* **Prompt**
Print the full excerpt on France's visa and student policies toward Kenya, which appears below, word for word.

* **Text to read**
◆ ◆ ◆ ◆ ◆ ◆ ◆
The asymmetry is instructive. French passport holders access nearly all African countries visa-free or with visa-on-arrival. African applicants to France face 30 per cent rejection rates compared to 17.5 per cent globally. Kenyan applications surged by 45 per cent in 2025, which France cites as evidence of growing engagement.

French President Emmanuel Macron (left) shakes hands with Kenyan President William Ruto

French President Emmanuel Macron (left) shakes hands with Kenyan President William Ruto as he leaves after their meeting at the Elysee Palace, amid the New Global Financial Pact Summit in Paris on June 23, 2023.

Photo credit: AFP

France has also adjusted student policies. A 2025 budget law eliminated housing assistance for non-EU foreign students without scholarships while increasing enrolment fees. These changes create financial barriers alongside visa uncertainties.

India offers a comparative model. France extended five-year multi-entry Schengen visas to any Indian who studied one semester in France. Indian graduates receive 24 months to find work. India will participate in Nairobi as a guest with mobility arrangements that exceed what Kenya currently has as co-host.

Kenya holds significant cards at a pivotal moment. France needs this summit to succeed because it provides legitimacy for the African position that France presents at the G7. Questions of Security Council reform, financial architecture, and climate financing get shaped in these conversations. Kenya co-organises the agenda and provides the platform.
◆ ◆ ◆ ◆ ◆ ◆ ◆
* **Dataset entries**
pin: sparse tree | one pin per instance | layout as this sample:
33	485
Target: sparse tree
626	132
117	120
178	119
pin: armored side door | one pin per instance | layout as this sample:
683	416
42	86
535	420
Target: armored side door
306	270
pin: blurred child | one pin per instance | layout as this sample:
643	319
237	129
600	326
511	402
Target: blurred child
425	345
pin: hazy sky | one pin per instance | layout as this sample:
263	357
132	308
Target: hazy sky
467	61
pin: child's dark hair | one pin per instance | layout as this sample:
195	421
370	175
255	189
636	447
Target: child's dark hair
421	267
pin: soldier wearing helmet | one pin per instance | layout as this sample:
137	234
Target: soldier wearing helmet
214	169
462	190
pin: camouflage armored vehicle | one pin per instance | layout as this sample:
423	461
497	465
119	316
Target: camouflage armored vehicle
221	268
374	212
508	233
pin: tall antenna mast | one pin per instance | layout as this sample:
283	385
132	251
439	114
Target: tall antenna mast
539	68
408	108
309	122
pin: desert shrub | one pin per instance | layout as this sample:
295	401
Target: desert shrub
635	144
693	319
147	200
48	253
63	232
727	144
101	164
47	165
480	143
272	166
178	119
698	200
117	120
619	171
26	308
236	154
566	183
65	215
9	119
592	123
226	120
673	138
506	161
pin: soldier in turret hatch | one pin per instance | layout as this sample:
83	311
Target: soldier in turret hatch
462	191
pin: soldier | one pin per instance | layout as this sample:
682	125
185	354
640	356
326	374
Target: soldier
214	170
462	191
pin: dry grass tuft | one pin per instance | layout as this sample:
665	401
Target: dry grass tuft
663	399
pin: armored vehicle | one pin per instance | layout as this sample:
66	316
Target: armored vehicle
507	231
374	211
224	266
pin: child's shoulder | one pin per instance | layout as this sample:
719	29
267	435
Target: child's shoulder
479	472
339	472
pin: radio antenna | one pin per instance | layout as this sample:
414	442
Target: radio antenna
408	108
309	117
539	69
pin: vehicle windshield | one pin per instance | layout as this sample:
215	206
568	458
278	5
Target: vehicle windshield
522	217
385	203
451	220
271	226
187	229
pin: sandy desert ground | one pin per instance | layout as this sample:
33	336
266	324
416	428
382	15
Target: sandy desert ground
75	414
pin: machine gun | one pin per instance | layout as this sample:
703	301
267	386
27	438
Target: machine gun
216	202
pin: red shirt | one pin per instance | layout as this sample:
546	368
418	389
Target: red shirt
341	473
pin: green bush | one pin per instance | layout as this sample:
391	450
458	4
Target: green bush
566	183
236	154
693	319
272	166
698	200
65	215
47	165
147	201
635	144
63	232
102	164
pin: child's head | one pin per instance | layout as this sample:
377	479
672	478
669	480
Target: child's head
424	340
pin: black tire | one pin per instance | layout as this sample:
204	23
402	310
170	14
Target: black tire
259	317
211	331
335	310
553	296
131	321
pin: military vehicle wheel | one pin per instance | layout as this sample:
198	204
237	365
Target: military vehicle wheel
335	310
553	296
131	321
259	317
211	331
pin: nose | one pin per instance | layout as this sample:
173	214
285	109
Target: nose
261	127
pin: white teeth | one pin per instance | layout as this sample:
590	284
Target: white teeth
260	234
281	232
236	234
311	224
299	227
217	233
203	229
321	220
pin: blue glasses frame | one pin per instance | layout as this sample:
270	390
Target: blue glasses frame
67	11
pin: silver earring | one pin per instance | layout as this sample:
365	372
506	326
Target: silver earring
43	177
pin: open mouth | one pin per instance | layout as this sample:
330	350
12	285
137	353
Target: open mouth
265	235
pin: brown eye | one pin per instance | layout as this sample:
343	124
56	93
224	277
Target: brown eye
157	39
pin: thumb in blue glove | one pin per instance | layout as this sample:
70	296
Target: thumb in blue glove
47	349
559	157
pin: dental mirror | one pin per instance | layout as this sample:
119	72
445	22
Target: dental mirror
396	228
◆ ◆ ◆ ◆ ◆ ◆ ◆
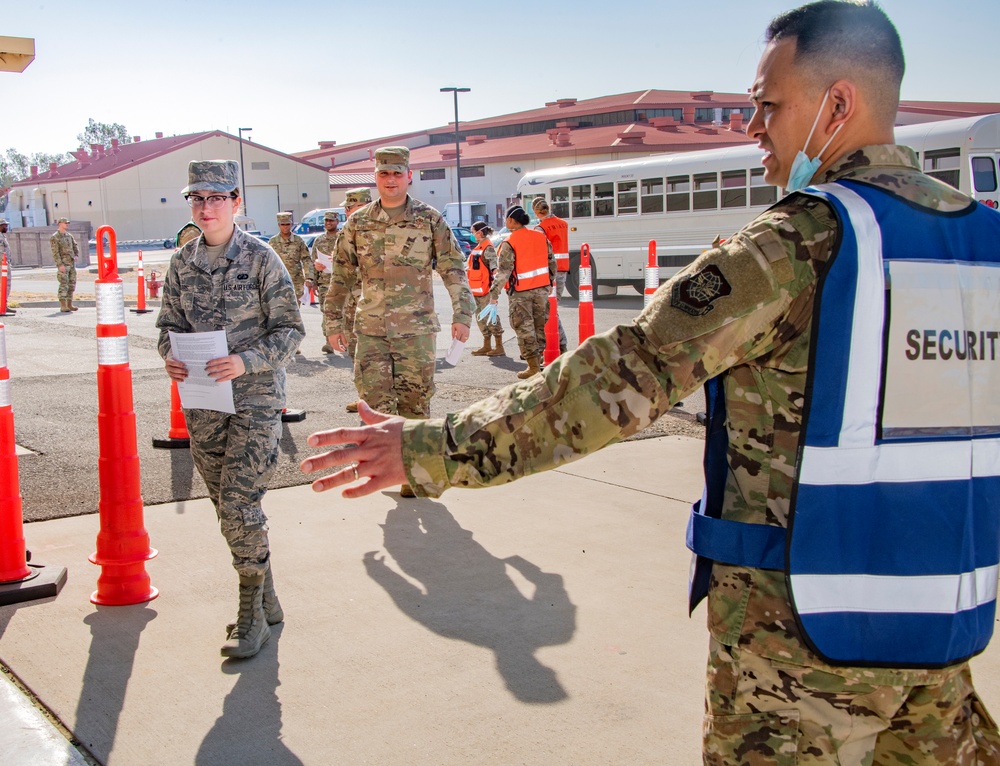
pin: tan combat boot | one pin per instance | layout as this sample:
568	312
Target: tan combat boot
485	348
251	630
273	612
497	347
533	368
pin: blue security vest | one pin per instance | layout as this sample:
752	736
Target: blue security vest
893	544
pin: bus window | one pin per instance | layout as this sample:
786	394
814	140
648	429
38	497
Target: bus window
◆ ◆ ◆ ◆ ◆ ◆ ◆
* **Answer in full**
The asymmetry is instructive. French passport holders access nearly all African countries visa-free or with visa-on-arrival. African applicants to France face 30 per cent rejection rates compared to 17.5 per cent globally. Kenyan applications surged by 45 per cent in 2025, which France cites as evidence of growing engagement.

French President Emmanuel Macron (left) shakes hands with Kenyan President William Ruto

French President Emmanuel Macron (left) shakes hands with Kenyan President William Ruto as he leaves after their meeting at the Elysee Palace, amid the New Global Financial Pact Summit in Paris on June 23, 2023.

Photo credit: AFP

France has also adjusted student policies. A 2025 budget law eliminated housing assistance for non-EU foreign students without scholarships while increasing enrolment fees. These changes create financial barriers alongside visa uncertainties.

India offers a comparative model. France extended five-year multi-entry Schengen visas to any Indian who studied one semester in France. Indian graduates receive 24 months to find work. India will participate in Nairobi as a guest with mobility arrangements that exceed what Kenya currently has as co-host.

Kenya holds significant cards at a pivotal moment. France needs this summit to succeed because it provides legitimacy for the African position that France presents at the G7. Questions of Security Council reform, financial architecture, and climate financing get shaped in these conversations. Kenya co-organises the agenda and provides the platform.